**TASK TO CARRY OUT:**
In the interview excerpt below, which lobbyists does the speaker say were influencing the push to privatize liquor sales? List all of them.

**PAGE EXCERPT:**
———

PL [00:14:26] Yeah they were pushing to privatize.
RP [00:14:29] Privatization, privatization. But there was an element out there, even in the Social Credit party, about the evils of liquor, the booze. And so they were, you know, under the influence of lobbyists like the big grocery chains, London Drugs, hotel owners and neighbourhood pubs that were coming on about that time, to give them that slice of the gravy there. So there was those trial balloons that came, you know, in the early ’80s. Well, to me, when they talk about this, I didn’t look at it as a trial balloon. I look like they were planning to do it.
PL [00:15:11] Yeah. Yeah.
RP [00:15:12] And so, that’s not okay. So I remember, you know, contacting the President, Norm Richards, and telling him about, you know, we need to do something about this. The union needs to be prepared to fight back on this stuff. And but, in his wisdom, it was, it wasn’t there yet. But, so we started in our component bringing resolutions to our Convention, resolutions to the B.C. Federation of Labour contacting with Liquor Board Unions across the country. What were they doing? And so we, you know, we started talking about this a lot. And job protection and the consequences of greater proliferation of alcohol sales. So that was the education stuff that we were, we were doing for a few years.

———

**RECORD EXCERPTS:**
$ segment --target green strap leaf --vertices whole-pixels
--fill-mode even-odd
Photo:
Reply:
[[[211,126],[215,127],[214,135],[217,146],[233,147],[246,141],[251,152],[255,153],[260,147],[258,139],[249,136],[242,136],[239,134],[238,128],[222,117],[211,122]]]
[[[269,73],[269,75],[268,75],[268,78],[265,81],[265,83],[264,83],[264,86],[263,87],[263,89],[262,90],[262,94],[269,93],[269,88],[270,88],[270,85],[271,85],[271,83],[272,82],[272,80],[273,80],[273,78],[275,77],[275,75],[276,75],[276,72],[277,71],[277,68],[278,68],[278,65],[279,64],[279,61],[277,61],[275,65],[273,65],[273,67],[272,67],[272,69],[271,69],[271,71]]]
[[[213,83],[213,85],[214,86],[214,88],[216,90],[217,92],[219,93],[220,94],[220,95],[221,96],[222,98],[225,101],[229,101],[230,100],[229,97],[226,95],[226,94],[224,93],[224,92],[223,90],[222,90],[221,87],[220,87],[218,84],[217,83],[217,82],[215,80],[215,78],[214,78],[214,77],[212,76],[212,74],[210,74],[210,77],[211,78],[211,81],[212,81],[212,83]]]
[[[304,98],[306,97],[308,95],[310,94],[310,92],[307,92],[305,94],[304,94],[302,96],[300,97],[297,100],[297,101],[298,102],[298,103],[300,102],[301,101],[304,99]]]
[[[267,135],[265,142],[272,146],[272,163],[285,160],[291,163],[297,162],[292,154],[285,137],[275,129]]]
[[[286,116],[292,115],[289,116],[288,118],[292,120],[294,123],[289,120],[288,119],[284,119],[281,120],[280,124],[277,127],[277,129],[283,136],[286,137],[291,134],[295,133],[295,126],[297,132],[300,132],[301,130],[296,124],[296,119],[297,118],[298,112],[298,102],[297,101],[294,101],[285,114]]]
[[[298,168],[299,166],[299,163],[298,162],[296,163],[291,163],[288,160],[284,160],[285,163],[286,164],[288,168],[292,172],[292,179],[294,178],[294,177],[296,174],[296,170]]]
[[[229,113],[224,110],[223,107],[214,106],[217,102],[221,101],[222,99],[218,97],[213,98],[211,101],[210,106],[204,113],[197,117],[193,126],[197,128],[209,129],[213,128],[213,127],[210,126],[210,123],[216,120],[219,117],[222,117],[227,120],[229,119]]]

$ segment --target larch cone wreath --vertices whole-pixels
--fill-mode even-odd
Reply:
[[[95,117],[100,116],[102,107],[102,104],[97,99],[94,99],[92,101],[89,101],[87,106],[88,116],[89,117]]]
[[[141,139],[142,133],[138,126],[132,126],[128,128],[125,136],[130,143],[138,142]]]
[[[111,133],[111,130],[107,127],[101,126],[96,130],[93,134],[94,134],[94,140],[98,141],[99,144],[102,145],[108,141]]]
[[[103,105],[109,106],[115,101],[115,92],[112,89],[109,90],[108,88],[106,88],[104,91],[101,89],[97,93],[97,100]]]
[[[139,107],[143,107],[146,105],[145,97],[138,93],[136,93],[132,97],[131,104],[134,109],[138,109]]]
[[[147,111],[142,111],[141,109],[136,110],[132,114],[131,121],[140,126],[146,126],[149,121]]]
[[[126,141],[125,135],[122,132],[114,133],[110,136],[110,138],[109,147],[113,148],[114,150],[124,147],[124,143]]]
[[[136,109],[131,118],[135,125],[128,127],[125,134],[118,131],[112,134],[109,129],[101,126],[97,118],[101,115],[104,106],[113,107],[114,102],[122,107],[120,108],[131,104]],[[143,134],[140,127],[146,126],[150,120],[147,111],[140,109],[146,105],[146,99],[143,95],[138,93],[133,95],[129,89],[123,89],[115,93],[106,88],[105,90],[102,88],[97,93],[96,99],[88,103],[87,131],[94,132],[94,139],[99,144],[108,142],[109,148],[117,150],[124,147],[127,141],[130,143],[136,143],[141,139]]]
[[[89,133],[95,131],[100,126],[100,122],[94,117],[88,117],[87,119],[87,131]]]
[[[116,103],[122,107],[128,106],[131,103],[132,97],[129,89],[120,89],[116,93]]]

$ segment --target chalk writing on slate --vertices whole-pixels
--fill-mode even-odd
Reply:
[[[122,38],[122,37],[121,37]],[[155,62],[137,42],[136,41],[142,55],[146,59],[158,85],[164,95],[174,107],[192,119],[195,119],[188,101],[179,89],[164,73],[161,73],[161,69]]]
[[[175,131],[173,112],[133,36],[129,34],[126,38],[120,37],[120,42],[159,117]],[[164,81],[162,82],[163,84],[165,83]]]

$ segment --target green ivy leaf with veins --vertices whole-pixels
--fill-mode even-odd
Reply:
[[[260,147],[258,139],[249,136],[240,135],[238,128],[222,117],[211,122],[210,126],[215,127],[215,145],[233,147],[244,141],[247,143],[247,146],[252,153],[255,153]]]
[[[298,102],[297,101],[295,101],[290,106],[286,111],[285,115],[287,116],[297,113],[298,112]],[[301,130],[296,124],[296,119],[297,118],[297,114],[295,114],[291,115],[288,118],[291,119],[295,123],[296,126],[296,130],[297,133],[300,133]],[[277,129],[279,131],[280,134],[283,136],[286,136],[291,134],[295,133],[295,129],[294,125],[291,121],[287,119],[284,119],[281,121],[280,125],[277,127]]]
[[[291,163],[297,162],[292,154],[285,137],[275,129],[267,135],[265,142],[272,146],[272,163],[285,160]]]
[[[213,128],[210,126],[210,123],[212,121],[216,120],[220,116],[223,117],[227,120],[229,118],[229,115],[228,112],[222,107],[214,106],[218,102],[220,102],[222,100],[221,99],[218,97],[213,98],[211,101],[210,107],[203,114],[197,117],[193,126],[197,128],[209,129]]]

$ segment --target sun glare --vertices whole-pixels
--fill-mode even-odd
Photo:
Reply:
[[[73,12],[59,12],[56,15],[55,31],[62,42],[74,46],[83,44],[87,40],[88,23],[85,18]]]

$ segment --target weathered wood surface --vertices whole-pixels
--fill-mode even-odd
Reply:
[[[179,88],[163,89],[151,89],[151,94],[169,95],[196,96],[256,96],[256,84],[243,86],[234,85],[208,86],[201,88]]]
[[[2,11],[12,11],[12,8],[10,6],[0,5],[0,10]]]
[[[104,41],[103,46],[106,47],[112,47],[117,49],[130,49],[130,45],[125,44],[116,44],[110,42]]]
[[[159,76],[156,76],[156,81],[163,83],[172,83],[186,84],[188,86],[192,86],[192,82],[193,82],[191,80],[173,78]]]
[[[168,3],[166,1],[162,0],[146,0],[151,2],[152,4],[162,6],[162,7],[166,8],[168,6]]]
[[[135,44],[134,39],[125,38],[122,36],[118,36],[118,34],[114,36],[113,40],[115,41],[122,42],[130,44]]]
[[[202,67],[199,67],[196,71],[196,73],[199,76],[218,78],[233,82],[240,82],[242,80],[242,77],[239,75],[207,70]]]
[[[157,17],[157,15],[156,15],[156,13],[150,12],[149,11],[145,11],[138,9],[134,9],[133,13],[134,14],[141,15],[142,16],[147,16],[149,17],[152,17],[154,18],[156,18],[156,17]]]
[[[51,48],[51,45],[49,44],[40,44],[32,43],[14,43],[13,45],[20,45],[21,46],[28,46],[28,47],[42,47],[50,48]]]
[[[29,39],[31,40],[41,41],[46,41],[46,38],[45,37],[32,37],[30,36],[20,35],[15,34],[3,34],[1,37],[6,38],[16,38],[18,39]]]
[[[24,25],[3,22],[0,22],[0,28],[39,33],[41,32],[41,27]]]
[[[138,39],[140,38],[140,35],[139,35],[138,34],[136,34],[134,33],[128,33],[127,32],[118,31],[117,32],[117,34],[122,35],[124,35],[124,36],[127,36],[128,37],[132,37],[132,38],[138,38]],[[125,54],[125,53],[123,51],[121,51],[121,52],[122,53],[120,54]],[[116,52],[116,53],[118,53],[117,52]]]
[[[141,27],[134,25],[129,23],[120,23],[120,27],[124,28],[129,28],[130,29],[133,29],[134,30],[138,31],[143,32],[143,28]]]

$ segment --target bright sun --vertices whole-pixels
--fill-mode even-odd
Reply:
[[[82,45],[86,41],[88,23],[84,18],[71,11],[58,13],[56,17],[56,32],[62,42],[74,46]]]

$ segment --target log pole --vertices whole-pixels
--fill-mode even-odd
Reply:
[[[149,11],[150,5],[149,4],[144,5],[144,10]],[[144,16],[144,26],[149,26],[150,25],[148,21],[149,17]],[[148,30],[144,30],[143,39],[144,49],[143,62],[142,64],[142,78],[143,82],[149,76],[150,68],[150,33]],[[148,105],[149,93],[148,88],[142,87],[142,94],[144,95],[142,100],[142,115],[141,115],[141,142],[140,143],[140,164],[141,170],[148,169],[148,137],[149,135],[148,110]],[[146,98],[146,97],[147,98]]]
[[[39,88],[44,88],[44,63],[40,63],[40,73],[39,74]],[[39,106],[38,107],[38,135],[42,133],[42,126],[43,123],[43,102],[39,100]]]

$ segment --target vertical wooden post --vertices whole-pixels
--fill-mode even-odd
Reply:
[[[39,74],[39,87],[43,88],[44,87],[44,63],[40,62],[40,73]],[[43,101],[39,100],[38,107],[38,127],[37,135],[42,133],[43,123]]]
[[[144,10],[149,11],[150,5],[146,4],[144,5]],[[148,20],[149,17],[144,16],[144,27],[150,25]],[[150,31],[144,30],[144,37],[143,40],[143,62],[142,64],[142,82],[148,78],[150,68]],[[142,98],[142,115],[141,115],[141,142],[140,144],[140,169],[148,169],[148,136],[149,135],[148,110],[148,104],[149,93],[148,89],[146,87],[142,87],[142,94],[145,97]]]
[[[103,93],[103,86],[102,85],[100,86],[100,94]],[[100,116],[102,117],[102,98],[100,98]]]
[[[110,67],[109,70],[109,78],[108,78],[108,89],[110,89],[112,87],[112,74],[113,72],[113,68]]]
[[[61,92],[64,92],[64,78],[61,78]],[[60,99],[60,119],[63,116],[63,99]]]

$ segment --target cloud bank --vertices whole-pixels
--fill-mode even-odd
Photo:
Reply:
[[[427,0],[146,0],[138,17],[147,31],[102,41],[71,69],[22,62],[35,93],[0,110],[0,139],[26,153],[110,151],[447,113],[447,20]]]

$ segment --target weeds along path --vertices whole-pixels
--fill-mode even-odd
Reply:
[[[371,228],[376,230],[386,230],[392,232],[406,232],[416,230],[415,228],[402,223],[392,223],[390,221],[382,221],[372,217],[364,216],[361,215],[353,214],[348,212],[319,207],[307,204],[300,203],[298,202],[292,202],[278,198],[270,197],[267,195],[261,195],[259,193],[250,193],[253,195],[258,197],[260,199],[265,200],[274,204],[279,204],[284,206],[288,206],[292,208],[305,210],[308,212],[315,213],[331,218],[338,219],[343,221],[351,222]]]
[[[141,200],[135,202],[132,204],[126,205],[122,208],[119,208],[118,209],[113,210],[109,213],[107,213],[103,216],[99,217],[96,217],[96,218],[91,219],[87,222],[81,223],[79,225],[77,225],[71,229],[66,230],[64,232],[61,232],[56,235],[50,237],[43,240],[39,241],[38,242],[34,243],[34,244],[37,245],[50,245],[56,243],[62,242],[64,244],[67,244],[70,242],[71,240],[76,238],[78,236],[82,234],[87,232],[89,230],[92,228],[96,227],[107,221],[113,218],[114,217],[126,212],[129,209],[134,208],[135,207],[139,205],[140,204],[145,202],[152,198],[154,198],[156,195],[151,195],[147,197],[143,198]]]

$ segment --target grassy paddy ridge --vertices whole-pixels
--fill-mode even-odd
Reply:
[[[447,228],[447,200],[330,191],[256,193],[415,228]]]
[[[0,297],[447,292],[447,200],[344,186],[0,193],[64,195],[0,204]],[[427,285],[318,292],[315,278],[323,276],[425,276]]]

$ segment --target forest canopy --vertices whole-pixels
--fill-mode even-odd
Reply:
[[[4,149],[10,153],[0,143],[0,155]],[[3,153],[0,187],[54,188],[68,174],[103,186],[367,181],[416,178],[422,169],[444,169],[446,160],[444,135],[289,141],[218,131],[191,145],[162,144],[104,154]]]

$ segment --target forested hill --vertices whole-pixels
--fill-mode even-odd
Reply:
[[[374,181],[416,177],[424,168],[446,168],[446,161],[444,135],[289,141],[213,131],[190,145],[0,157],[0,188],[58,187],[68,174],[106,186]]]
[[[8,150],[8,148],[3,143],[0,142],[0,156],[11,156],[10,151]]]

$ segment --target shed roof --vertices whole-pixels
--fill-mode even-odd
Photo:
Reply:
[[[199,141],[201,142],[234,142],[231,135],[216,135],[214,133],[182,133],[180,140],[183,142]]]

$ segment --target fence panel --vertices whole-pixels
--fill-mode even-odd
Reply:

———

**RESPONSE TO THE TASK:**
- the big grocery chains
- London Drugs
- hotel owners
- neighbourhood pubs